start RECORDS FOR THIS EXERCISE

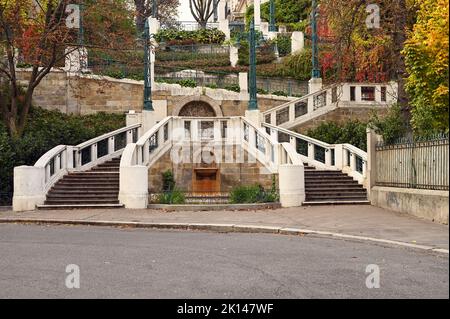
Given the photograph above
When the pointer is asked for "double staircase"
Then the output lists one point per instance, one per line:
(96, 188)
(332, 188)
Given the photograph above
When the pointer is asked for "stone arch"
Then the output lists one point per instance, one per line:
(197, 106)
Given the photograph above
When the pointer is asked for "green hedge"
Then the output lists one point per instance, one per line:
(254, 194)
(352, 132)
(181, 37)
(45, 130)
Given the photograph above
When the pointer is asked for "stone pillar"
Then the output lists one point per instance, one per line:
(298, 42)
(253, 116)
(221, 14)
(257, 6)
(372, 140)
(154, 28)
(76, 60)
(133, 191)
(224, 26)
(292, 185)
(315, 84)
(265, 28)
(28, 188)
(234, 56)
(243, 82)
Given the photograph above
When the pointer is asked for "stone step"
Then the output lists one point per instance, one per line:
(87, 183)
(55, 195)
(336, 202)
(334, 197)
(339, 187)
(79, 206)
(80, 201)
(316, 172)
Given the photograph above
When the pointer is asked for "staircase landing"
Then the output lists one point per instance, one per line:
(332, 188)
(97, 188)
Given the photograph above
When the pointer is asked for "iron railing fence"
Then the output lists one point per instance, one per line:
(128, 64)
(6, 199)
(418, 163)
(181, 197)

end RECORDS FOR THIS EXERCISE
start RECORDS FOR THIS EXERCISE

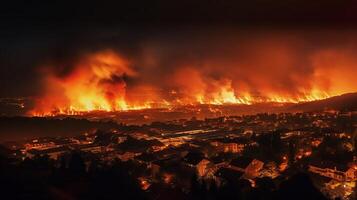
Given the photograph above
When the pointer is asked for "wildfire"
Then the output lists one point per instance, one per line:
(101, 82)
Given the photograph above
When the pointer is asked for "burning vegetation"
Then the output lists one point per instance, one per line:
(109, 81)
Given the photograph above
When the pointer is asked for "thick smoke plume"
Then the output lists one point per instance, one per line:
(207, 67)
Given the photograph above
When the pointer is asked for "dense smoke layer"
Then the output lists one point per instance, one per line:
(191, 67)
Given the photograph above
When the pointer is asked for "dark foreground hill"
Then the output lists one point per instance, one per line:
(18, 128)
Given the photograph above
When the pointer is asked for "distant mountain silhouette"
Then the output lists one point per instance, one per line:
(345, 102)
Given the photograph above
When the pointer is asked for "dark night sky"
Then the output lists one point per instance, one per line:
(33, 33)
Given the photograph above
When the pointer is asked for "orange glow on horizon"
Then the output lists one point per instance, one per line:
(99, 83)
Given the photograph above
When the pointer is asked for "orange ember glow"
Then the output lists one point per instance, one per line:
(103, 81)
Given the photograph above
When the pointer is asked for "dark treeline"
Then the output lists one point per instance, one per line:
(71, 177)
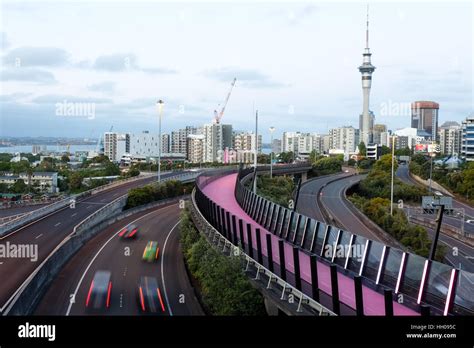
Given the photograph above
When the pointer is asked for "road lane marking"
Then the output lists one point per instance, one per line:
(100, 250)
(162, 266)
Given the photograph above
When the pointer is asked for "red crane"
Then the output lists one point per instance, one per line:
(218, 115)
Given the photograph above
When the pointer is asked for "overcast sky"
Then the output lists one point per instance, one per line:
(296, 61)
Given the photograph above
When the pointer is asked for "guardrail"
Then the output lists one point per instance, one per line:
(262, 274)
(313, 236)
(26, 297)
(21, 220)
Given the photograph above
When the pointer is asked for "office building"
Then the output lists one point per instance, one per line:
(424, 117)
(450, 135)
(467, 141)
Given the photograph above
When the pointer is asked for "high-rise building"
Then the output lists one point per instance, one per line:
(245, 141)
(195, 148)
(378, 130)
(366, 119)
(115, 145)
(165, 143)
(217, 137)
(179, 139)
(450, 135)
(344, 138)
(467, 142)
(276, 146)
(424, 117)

end RECORDS FOR THIS EXERCISE

*WHAT IS BEING ASKED*
Filter the data above and copy every line that contains the string "smoke", treating uppercase and lowercase letters as distinct.

*ANSWER TO THE EXERCISE*
When the pointer is asked for "thick smoke plume"
When the pointer is asked for "dense smoke layer"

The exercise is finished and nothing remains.